▶ **DATA SECTION**

Start of Block

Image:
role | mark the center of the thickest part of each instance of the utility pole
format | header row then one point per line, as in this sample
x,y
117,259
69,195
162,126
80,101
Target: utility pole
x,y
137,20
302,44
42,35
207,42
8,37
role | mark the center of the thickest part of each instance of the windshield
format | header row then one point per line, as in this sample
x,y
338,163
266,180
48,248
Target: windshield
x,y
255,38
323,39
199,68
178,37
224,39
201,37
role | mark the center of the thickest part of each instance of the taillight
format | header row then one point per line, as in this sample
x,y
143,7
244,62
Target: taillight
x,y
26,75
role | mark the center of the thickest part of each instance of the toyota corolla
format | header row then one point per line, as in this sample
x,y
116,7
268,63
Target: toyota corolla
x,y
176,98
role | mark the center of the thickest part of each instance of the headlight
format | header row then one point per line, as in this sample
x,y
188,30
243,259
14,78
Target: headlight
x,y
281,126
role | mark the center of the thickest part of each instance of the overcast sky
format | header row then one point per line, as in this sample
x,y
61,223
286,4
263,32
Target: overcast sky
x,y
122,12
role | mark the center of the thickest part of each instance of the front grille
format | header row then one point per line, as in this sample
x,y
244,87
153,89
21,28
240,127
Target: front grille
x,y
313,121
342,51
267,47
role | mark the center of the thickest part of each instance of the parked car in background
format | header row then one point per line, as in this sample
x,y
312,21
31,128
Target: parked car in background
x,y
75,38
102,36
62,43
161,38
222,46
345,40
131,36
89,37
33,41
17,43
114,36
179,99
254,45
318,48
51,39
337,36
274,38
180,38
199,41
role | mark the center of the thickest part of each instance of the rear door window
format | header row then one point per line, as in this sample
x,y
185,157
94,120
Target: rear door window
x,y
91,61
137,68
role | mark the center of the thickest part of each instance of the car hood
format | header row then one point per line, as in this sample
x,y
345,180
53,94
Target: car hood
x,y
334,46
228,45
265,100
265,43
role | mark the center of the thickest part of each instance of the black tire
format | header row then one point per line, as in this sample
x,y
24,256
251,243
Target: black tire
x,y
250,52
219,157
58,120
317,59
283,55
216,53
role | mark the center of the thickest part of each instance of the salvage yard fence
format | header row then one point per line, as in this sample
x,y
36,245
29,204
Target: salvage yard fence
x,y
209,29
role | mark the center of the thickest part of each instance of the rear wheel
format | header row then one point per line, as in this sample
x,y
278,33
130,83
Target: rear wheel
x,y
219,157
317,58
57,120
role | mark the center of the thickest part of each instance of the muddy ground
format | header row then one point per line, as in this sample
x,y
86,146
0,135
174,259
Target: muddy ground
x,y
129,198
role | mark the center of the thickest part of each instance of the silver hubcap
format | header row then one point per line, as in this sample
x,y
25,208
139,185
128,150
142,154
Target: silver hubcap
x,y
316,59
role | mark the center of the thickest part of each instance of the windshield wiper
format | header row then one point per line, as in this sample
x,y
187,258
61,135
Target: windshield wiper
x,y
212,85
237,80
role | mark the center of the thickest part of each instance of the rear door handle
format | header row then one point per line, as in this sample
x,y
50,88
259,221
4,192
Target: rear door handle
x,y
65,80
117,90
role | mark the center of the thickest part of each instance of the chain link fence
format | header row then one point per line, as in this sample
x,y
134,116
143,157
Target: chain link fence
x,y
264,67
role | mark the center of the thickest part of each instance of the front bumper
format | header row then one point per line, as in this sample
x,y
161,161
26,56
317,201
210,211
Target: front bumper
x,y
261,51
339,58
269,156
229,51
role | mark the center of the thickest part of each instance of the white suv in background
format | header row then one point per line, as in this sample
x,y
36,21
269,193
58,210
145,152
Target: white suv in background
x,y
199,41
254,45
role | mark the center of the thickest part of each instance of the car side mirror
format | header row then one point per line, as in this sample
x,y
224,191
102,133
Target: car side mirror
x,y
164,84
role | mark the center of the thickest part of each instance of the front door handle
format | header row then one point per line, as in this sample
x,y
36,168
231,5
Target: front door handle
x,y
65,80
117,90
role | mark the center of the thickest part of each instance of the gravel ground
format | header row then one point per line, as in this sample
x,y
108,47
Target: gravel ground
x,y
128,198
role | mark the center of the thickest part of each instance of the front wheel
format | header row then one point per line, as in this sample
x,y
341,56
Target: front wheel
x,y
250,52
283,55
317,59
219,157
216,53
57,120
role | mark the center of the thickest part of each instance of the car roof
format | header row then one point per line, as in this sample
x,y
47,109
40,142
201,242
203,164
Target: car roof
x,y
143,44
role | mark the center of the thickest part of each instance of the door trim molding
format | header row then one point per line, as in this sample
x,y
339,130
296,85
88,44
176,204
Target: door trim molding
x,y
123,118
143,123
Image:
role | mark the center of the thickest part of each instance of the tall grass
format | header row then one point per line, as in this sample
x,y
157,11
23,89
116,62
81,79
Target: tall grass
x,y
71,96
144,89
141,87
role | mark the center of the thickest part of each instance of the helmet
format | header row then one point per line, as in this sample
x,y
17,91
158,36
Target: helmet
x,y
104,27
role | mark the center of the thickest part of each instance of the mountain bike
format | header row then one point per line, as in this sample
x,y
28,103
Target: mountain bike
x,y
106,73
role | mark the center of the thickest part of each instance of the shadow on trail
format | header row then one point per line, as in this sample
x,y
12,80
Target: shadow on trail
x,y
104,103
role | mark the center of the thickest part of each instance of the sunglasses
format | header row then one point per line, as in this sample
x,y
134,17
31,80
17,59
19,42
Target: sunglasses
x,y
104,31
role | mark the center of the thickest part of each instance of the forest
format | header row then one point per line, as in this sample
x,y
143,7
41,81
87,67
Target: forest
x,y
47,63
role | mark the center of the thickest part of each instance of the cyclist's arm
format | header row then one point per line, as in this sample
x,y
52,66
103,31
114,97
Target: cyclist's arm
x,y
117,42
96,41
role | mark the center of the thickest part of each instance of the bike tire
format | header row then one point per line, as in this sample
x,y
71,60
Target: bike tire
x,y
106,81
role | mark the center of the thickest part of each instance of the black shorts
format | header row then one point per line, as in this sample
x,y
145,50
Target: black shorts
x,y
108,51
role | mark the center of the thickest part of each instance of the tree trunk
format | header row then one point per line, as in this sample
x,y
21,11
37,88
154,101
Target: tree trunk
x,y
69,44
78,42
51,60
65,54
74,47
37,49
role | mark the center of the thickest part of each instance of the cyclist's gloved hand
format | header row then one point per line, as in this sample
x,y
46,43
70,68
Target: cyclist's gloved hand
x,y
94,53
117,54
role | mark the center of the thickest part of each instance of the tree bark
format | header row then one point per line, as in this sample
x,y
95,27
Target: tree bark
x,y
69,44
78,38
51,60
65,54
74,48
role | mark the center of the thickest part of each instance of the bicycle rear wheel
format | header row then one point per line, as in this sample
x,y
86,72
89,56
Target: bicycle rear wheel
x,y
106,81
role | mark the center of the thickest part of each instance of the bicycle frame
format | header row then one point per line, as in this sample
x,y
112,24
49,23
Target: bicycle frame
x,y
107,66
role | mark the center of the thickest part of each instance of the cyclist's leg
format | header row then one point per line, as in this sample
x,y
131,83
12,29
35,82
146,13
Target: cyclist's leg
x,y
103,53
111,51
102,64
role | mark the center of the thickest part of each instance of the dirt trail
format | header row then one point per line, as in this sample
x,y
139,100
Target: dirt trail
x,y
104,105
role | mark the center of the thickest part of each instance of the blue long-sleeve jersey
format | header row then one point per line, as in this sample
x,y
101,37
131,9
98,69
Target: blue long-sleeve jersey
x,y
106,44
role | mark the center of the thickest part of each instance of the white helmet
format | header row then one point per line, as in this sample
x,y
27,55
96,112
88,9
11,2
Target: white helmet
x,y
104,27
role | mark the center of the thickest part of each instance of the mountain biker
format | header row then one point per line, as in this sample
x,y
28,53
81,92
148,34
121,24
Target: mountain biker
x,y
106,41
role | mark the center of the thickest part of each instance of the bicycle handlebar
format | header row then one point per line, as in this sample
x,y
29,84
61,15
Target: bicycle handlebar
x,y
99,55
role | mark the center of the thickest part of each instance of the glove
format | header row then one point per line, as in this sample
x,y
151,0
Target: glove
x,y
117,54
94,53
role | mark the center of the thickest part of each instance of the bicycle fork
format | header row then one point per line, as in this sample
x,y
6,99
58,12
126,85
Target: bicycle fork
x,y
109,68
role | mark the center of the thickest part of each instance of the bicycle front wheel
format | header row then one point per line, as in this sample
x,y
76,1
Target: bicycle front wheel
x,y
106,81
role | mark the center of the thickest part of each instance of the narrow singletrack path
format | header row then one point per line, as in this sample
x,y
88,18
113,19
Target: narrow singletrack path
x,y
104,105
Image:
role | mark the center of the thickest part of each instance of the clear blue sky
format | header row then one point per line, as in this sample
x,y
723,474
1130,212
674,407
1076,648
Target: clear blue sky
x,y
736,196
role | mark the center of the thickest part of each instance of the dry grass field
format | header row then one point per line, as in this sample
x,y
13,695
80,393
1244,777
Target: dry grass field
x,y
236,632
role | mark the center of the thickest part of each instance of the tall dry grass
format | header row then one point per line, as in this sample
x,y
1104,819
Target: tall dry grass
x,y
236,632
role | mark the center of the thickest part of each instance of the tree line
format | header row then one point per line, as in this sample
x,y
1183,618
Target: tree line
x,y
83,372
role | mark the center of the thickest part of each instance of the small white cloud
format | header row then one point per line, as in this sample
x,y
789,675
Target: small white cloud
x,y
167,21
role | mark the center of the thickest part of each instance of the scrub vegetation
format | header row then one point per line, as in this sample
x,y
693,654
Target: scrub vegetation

End of Block

How many of the listing's lines include "scrub"? State only that number.

▶ **SOLUTION TO THIS PROBLEM**
2